— start Document excerpt —

The Book of Tokyo

The Book of Tokyo

Title: The Book of Tokyo: A City in Short Fiction
Editors: Michael Emmerich, Jim Hinks, and Masashi Matsuie
Publication Year: 2015
Publisher: Comma Press
Pages: 180

In his introduction to this collection of ten short stories, editor Michael Emmerich writes:

In a sense, you might say that the stories of this anthology unfold within a landscape more imagined than real – that they create a Tokyo of their own by drawing on a rather abstract sense of the moods of certain sections of the city, or on a vision of Tokyo and the smaller areas it comprises that is more conceptual than physical. (x)

This is a perfect description of The Book of Tokyo, which offers the reader less of a detailed illustration of an urban landscape than it does a vivid sense of the energy and potential generated by a city inhabited by 13.5 million people, every one of whom has a story.

In Furukawa Hideo’s “Model T Frankenstein,” a monster that may or may not be a shapeshifting goat escapes one of the Izu Islands on a ferry and makes his way to Tokyo to assume a new identity as a ‘Japanese.’ He has to kill a few people along the way, but he eventually makes a home for himself in Shinjuku. In “Picnic,” Ekuni Kaori sketches a relationship between a disaffected couple whose hobby is to have designer picnics in a park by their house, an activity that makes them marginally less alienated from one another. Kakuta Mitsuyo’s “A House for Two” is an ode to the trendy comforts of urban living. The pleasure the narrator derives from walking through the city has its roots in her relationship with her mother, whom she whom once bonded with over luxurious foreign clothes and who now commands a greater share of her affections than any man ever could.

The cosmopolitanism of Tokyo is on full display in Horie Toshiyuki’s “The Owl’s Estate,” in which the male narrator, a sushi chef and secondhand book dealer, finds himself in a strange rundown building in West Ikebukuro inhabited by foreign girls of dubious employ. In the end, though, there’s nothing particularly French or Australian or American about the way these girls enjoy drinking and laughing and being silly with each other. The single father protagonist of Yamazaki Nao-Cola’s “Dad, I Love You” must navigate his way through a maze of foreign brand names, cuisines, and business owners over the course of his day before coming home to his daughter, who encourages him to keep going with the joy she finds in things that transcend culture, such as how large the full moon looks in a clear night sky. The young woman who narrates Kanehara Hitomi’s “Mambo” doesn’t even care where she’s going when she gets into a taxi with a stranger; she’s just looking for adventure in the city.

Yoshimoto Banana’s “Mummy” encapsulates the theme of the entire collection, which is that every random encounter between strangers is accompanied by a galaxy of possibilities. A female undergrad agrees to be walked home by a male graduate student studying Egyptology. He cautions her that there’s a killer loose in the neighborhood, and it would be unsafe for her to go out alone. She suspects that he might be the murderer, but her physical attraction to him is so strong that she resigns herself to her fate. Although the grad student isn’t a criminal, he does turn out to be a complete weirdo, and the narrator has to forcibly restrain herself from judging him and the course his life takes after they go their separate ways. When surrounded by so many potential paths, she asks herself, how do you know that your own is “necessarily the correct and happiest one” (52)?

— end Document excerpt —
— start Input records —

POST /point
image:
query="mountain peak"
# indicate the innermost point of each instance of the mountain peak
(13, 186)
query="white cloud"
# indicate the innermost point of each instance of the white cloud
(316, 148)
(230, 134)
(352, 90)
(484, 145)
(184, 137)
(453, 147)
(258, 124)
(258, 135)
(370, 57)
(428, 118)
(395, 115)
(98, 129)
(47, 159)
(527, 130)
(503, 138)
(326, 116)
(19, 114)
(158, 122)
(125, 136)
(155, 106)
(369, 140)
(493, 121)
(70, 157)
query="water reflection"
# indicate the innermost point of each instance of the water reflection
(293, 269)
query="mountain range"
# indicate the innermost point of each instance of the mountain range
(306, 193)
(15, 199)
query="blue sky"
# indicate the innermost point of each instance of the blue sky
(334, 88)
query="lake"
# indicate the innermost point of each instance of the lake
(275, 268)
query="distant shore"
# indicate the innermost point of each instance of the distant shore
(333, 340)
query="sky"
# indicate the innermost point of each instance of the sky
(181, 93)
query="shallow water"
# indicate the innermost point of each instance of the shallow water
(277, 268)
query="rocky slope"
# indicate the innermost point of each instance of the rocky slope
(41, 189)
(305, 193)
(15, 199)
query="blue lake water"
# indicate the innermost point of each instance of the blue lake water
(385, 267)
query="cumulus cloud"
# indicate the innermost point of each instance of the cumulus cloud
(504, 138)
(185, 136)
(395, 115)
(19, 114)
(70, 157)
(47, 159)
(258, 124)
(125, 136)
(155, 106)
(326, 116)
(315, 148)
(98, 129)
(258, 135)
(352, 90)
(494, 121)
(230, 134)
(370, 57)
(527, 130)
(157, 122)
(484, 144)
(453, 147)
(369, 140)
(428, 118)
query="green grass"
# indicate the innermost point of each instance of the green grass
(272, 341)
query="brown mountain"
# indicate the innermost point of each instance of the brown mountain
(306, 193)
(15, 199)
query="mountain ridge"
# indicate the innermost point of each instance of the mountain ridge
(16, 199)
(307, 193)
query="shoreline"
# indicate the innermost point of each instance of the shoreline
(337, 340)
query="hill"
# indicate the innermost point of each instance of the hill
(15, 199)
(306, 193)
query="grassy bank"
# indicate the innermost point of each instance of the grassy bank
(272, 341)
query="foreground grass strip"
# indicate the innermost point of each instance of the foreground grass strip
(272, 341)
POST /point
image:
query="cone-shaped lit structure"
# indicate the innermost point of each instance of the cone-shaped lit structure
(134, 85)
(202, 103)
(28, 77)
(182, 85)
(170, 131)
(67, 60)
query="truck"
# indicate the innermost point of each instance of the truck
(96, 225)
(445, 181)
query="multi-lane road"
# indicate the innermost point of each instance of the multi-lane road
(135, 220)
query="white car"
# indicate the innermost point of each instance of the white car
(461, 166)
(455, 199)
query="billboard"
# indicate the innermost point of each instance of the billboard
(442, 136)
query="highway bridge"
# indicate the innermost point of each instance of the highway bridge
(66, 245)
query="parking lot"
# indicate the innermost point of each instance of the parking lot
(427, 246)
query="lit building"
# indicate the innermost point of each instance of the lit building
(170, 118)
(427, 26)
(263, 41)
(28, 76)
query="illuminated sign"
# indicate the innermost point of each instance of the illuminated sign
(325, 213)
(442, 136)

— end Input records —

Stated problem 1
According to the book review, in which part of Tokyo does the monster in "Model T Frankenstein" eventually make a home?
Stated problem 2
Tally the lines in the rows that contain the string "shaped". Reply with the number only.

Exercise output 1
Shinjuku.

Exercise output 2
2